## Passage to read
INFORMATION ALERT
2012 Conservation Stewardship Program Sign-Up Extended
On Friday, December 9, USDA’s Natural Resources Conservation Service (NRCS) announced that the fiscal year (FY) 2012 ranking period cutoff for the Conservation Stewardship Program (CSP) is January 13, 2012. Given the busy holiday season time frame, on January 10 NRCS extended the ranking period cutoff date until January 27, 2012.
Interested farmers and ranchers now have until Friday, January 27, 2012, to complete the initial application form to compete for a spot in the 2012 enrollment class for the program.
To sign up, producers should visit their NRCS local service center.
* Continuous Sign-Up, But if You Miss the Cut-Off You Wait a Full Year — While CSP is a continuous sign-up program and producers can apply to enroll at any time of the year, NRCS applies a cut-off date for applications to be considered during a particular fiscal year. Once the cut-off date is past, producers may continue to apply for the program, but they will not be considered for entry until the spring of the following year, in this case spring of 2013, so if you want to enroll in 2012 you must get an application filed by January 27.
Process and Timeline
The application form, available at the local NRCS office, is a fairly short and simple one. Producers will also need to fill out the NRCS-CPA-1200 form. It is the same short generic two page form that is used for all the NRCS conservation programs offering financial assistance to farmers and ranchers.
Prior to submitting the CSP application (or an application for any other USDA conservation assistance program) you must have a farm record number established with the Farm Service Agency. If you do not currently have one, go to FSA first to establish your farm record.

## Given exercise
Set down word for word the part of the CSP sign-up alert that begins at the words "Interested farmers and" and stops after the words "for the program.".

## Data extract
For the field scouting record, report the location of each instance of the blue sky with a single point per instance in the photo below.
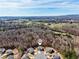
(38, 7)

## Task output
Interested farmers and ranchers now have until Friday, January 27, 2012, to complete the initial application form to compete for a spot in the 2012 enrollment class for the program.